Avec de nouveaux personnages, Une Heure trop tard est la suite de Sous les tilleuls. Il n’y a même pas entre ces deux livres la différence qu’on trouve, dans les tableaux de Léopold Robert, entre le ciel des Moissonneurs et le ciel des Marais Pontins. Le même foyer de lumière jette sur le paysage les mêmes clartés et les mêmes ombres, le même foyer d’amour jette sur les visages les mêmes expressions de joie ou de mélancolie. C’est toujours une scène qui peut se passer dans le rayon de l’université de Goettingue. Il y a partout le même mélange d’humeur vaillante et d’humeur rêveuse. Pour être nourri, comme Stephen, de la lecture d’Uhland, de Berger et de Novalis, Maurice n’est pas moins fort que lui sur les règles du comment, cette bible belliqueuse des enfans de Thor qui fait vivre au sein des universités de la Germanie l’esprit guerrier de ses vieilles forêts. En un mot, c’est toujours un livre jeune avec la préoccupation généreuse du duel et l’amour sentimental des fleurs.

◆ EXTRAITS DE DONNÉES
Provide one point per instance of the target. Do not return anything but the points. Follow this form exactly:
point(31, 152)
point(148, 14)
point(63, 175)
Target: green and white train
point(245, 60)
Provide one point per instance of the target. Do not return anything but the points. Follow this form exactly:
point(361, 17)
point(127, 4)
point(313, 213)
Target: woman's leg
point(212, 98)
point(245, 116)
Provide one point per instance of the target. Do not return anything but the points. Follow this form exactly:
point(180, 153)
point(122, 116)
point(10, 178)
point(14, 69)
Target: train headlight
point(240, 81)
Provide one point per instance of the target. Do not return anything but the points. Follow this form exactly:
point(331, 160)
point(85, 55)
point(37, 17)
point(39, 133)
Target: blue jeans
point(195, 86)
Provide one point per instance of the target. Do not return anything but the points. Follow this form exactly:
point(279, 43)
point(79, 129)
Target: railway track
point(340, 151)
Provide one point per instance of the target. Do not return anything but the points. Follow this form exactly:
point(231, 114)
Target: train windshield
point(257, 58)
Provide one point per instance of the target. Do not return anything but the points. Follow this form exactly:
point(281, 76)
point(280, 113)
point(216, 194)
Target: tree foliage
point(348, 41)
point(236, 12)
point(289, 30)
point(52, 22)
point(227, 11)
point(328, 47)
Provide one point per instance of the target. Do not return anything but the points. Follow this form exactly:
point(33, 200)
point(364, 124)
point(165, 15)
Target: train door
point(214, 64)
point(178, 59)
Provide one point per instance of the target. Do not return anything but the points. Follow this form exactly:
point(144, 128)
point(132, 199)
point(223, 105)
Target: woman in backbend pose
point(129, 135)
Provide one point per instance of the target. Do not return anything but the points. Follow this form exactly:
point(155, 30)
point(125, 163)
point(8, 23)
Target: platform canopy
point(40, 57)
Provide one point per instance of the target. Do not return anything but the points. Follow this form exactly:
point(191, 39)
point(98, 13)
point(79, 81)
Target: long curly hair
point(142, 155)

◆ LISTE DES CONSIGNES
• a. Selon le passage cité, pourquoi Une Heure trop tard peut-il être tenu pour la suite de Sous les tilleuls, malgré ses nouveaux personnages ?
• b. Présentez sous forme de liste JSON de chaînes, à raison d'une chaîne par ligne et sans les lignes vides, les lignes du listing en commençant au tout début du listing et en terminant à la ligne qui contient « point(245, 60) », celle-ci incluse.

◆ CORRIGÉ DE L'EXERCICE
• a. Le même foyer de lumière et d'amour y produit les mêmes clartés, les mêmes ombres et les mêmes expressions de joie ou de mélancolie. La scène peut toujours se passer dans le rayon de l'université de Goettingue, avec le même mélange d'humeur vaillante et d'humeur rêveuse. C'est encore un livre jeune, marqué par la préoccupation du duel et l'amour sentimental des fleurs.

• b.
[
  "Provide one point per instance of the target. Do not return anything but the points. Follow this form exactly:",
  "point(31, 152)",
  "point(148, 14)",
  "point(63, 175)",
  "Target: green and white train",
  "point(245, 60)"
]